### AUFGABENLISTE
1/ Prüfe, ob die folgenden Aussagen mit dem Text über die PLASTOMATIC-Regler übereinstimmen, und antworte jeweils mit Ja oder Nein sowie den ausschlaggebenden Worten des Textes als wörtliches Zitat. (a) Der 100.000. PLASTOMATIC lief Anfang 1970 vom Band. (b) Die Auftragseingangszahlen gingen in den Jahren 1969/70 zurück. (c) Insgesamt wurden weniger als eine Million dieser Geräte hergestellt.
2/ Gib aus dem Text über die PLASTOMATIC-Regler den Abschnitt wörtlich wieder, der mit „Die Auftragseingangszahlen der“ beginnt und mit „dieser Geräte hergestellt.“ endet.

Die Auftragseingangszahlen der PLASTOMATIC-Familie stiegen in den Jahren 1969/70 rapide an. Bereits Anfang 1970 lief der 100.000. PLASTOMATIC im Rahmen einer kleinen Jubiläumsfeier im Beisein des damaligen Oberbürgermeisters der Stadt Kassel, Dr. Karl Branner, vom Band. Die PLASTOMATIC-Regler wurden ständig weiterentwickelt und konnten damit auch für höhere Temperaturbereiche im industriellen Bereich, z. B. für Öfen, eingesetzt werden. Es wurden mehr als eine Million dieser Geräte hergestellt.

### DATENSATZ
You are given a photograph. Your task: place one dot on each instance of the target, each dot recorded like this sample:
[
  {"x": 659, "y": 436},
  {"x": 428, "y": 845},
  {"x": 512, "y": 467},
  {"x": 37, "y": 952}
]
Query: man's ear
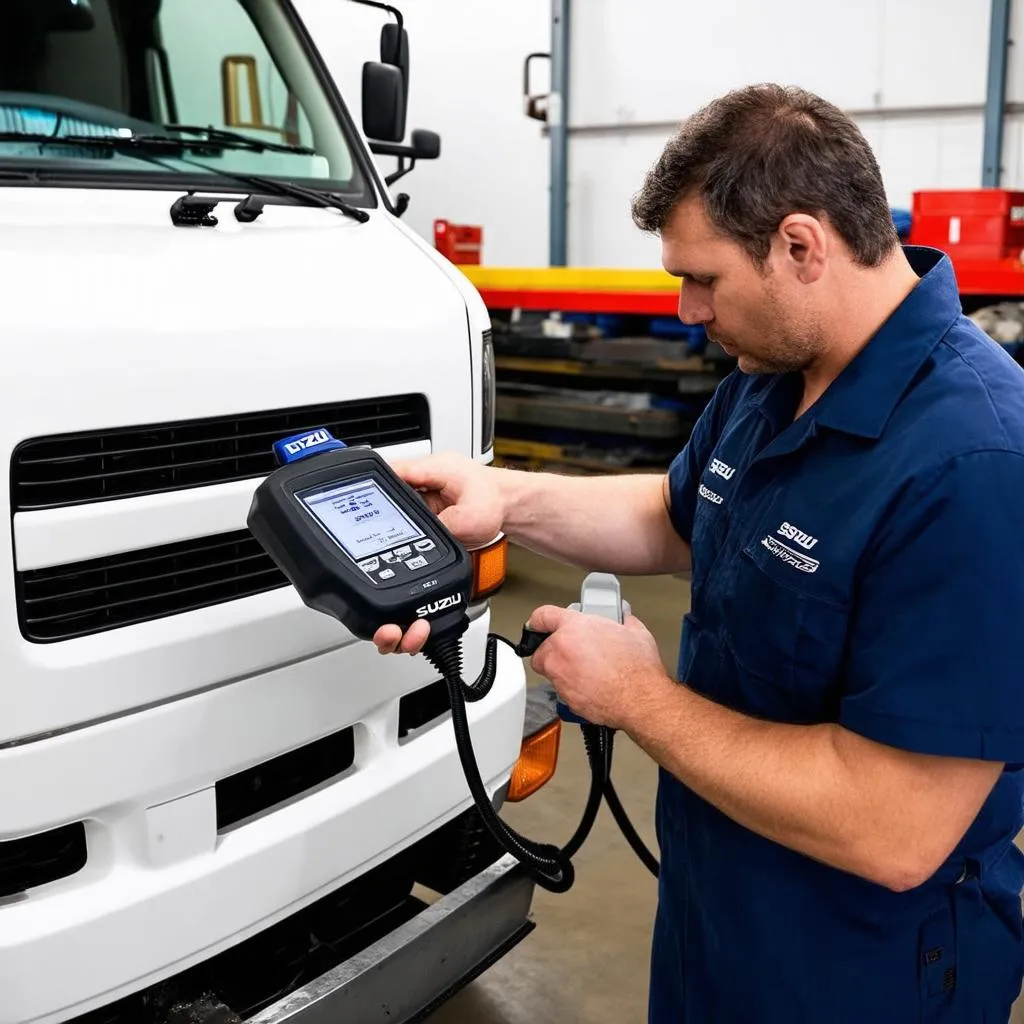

### ERGEBNISSE JE AUFGABE
1/
(a) Ja: „Bereits Anfang 1970 lief der 100.000. PLASTOMATIC“
(b) Nein: „stiegen in den Jahren 1969/70 rapide an“
(c) Nein: „Es wurden mehr als eine Million dieser Geräte hergestellt.“

2/
Die Auftragseingangszahlen der PLASTOMATIC-Familie stiegen in den Jahren 1969/70 rapide an. Bereits Anfang 1970 lief der 100.000. PLASTOMATIC im Rahmen einer kleinen Jubiläumsfeier im Beisein des damaligen Oberbürgermeisters der Stadt Kassel, Dr. Karl Branner, vom Band. Die PLASTOMATIC-Regler wurden ständig weiterentwickelt und konnten damit auch für höhere Temperaturbereiche im industriellen Bereich, z. B. für Öfen, eingesetzt werden. Es wurden mehr als eine Million dieser Geräte hergestellt.